▶ What you are asked to do
Starting with the first of the lines below and ending with the line that contains "positive clicks: (212, 80) (216, 77)", format them as a numbered list, leaving out any blank lines.

▶ Stored data
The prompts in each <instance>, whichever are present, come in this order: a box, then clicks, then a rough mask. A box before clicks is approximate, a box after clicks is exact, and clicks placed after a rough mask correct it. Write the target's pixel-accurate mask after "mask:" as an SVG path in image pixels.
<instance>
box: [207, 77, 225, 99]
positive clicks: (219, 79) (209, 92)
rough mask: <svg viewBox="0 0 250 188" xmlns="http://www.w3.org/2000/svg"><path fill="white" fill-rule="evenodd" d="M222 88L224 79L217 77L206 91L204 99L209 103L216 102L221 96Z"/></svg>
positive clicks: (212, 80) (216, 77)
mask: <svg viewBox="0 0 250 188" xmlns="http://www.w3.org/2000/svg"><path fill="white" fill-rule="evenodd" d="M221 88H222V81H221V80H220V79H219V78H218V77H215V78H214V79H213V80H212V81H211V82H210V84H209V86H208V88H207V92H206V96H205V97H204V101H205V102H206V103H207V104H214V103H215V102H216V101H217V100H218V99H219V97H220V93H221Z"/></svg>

▶ Answer to this exercise
1. The prompts in each <instance>, whichever are present, come in this order: a box, then clicks, then a rough mask. A box before clicks is approximate, a box after clicks is exact, and clicks placed after a rough mask correct it. Write the target's pixel-accurate mask after "mask:" as an SVG path in image pixels.
2. <instance>
3. box: [207, 77, 225, 99]
4. positive clicks: (219, 79) (209, 92)
5. rough mask: <svg viewBox="0 0 250 188" xmlns="http://www.w3.org/2000/svg"><path fill="white" fill-rule="evenodd" d="M222 88L224 79L217 77L206 91L204 99L209 103L216 102L221 96Z"/></svg>
6. positive clicks: (212, 80) (216, 77)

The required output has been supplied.